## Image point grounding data
>>>>>

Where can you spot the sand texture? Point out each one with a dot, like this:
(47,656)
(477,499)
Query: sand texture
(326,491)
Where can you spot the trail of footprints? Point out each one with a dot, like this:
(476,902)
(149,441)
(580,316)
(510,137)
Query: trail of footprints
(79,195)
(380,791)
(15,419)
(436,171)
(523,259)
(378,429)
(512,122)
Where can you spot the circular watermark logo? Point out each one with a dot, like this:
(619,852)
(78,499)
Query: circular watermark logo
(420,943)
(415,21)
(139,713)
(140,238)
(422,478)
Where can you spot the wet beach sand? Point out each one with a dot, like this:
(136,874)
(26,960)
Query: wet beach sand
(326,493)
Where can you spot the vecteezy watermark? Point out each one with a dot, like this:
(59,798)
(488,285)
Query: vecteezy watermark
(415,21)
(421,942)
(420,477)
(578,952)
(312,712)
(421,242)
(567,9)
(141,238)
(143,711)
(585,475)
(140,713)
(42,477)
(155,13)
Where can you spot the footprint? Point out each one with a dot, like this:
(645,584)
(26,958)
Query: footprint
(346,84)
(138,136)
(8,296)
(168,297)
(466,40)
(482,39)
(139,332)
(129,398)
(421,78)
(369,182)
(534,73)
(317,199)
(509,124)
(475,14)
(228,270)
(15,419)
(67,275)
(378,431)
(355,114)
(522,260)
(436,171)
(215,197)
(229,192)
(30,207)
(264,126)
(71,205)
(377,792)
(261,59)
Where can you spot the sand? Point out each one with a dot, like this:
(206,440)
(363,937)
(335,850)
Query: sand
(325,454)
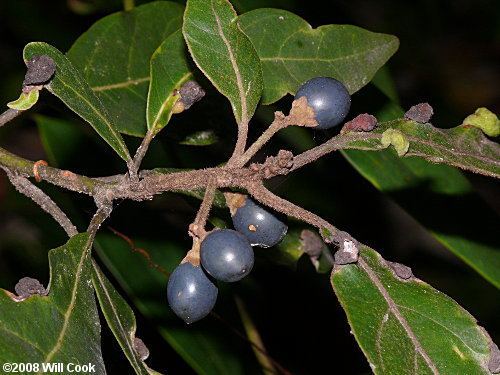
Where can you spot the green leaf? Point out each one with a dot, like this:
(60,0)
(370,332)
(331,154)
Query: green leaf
(404,326)
(201,138)
(464,147)
(62,326)
(25,100)
(207,346)
(485,120)
(69,85)
(120,318)
(224,54)
(114,57)
(440,198)
(292,52)
(169,71)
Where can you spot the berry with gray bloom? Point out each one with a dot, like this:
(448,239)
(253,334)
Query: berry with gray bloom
(226,255)
(329,99)
(260,226)
(191,294)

<<<<<

## EXERCISE REQUIREMENTS
Count the lines above that contain the word "spot". Write only the number.

## RESULT OF THE EXERCISE
9